Start of Data for this task

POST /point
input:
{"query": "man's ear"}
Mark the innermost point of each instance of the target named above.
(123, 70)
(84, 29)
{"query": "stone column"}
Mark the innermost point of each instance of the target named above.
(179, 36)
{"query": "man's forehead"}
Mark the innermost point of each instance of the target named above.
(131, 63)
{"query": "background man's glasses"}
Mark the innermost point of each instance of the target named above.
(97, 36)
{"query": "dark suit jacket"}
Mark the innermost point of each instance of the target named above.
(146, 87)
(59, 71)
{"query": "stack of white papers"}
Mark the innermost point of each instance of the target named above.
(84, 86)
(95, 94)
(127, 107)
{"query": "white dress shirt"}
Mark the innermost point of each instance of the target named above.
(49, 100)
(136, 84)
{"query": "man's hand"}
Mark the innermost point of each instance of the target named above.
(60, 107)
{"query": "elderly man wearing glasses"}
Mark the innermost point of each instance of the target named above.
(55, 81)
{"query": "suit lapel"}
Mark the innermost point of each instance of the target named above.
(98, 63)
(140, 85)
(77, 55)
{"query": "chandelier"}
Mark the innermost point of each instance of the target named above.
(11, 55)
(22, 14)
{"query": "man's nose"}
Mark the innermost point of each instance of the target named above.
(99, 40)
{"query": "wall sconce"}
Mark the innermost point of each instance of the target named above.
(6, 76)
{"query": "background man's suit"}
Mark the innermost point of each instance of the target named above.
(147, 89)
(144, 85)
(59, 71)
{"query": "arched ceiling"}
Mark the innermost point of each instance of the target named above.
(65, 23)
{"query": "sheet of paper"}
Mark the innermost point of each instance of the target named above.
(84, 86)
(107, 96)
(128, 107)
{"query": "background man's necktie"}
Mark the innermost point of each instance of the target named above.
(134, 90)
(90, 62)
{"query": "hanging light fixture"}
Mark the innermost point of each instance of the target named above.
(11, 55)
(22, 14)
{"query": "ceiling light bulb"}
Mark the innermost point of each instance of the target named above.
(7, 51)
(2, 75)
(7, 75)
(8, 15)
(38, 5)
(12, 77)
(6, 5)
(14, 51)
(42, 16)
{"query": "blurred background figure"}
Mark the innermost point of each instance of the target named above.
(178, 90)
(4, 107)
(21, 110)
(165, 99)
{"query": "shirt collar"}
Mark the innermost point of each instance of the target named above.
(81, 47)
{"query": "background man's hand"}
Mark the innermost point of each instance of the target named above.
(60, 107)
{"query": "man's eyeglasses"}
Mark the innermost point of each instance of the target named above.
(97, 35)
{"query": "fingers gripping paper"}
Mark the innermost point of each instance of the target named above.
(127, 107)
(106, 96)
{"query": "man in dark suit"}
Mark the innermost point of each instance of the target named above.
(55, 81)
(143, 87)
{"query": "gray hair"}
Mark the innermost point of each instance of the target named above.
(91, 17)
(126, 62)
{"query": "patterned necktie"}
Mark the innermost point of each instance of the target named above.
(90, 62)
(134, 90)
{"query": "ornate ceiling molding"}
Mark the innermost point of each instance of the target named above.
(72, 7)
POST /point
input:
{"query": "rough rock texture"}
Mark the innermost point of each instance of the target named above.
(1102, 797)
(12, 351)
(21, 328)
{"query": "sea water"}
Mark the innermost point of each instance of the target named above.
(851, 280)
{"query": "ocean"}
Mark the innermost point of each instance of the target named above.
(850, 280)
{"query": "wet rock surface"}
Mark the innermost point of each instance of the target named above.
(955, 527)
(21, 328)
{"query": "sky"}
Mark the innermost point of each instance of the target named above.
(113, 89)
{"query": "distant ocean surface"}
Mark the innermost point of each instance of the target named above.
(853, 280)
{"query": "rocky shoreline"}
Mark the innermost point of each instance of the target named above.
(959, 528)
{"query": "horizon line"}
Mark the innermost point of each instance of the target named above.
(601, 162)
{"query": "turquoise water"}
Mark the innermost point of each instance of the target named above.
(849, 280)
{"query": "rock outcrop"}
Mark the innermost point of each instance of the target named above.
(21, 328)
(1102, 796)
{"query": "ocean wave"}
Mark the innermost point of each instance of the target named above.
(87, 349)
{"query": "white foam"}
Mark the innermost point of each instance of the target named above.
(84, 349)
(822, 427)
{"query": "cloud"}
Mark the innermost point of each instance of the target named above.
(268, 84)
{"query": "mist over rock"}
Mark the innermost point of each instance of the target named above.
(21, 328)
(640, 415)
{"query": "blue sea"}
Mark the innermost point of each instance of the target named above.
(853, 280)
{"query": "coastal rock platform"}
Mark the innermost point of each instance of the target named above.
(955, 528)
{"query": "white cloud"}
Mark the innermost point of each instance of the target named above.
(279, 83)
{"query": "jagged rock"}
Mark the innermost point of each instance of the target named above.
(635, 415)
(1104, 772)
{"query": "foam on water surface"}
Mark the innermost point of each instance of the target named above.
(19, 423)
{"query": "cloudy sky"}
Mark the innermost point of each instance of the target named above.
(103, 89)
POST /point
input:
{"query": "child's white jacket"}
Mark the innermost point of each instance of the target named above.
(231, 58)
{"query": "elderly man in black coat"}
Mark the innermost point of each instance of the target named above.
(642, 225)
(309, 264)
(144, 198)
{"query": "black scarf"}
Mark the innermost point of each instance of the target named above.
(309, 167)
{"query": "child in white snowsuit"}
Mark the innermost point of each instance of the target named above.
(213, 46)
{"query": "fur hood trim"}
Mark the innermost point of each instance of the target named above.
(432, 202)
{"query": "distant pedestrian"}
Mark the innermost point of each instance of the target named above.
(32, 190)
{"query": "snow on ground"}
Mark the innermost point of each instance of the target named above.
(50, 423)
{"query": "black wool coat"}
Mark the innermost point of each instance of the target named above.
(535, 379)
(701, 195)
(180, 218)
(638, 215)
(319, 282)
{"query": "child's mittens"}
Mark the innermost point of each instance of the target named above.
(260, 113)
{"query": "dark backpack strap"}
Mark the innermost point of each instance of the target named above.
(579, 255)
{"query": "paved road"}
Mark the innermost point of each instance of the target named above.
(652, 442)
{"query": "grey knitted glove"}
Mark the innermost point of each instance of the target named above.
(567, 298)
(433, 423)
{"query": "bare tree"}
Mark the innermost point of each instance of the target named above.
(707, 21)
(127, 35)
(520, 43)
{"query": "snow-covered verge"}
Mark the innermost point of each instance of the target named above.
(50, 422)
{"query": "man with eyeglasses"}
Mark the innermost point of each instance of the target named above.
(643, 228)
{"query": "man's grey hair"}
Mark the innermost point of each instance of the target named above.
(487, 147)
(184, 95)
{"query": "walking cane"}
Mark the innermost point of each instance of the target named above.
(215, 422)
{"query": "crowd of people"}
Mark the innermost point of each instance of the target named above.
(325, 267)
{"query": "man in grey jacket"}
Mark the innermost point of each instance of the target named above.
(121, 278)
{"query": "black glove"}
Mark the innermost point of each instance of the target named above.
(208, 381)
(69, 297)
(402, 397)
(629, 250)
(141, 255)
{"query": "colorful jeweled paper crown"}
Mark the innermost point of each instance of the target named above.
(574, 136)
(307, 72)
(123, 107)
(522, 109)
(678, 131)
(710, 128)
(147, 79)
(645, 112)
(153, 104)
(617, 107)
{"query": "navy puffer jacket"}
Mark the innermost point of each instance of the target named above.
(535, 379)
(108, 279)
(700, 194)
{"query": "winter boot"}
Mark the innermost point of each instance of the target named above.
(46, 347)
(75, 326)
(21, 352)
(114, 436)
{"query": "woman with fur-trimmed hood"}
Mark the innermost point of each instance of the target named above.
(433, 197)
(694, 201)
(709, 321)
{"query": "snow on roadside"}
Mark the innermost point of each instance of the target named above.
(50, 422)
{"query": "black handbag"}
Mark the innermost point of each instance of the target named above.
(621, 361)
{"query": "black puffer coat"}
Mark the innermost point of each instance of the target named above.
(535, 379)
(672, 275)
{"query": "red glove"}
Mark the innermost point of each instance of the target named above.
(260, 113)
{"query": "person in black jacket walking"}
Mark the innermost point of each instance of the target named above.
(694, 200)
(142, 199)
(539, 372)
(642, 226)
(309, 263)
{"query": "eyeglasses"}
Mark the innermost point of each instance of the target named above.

End of Data for this task

Work required -
Pull out every line from the one with "in black jacket" to the end of the listing, and output only those.

The completed task -
{"query": "person in black jacket walking"}
Mark the innermost point of each instance of the target named above.
(694, 200)
(142, 199)
(539, 372)
(642, 226)
(309, 263)
{"query": "eyeglasses"}
Mark the innermost point of each instance of the target named above.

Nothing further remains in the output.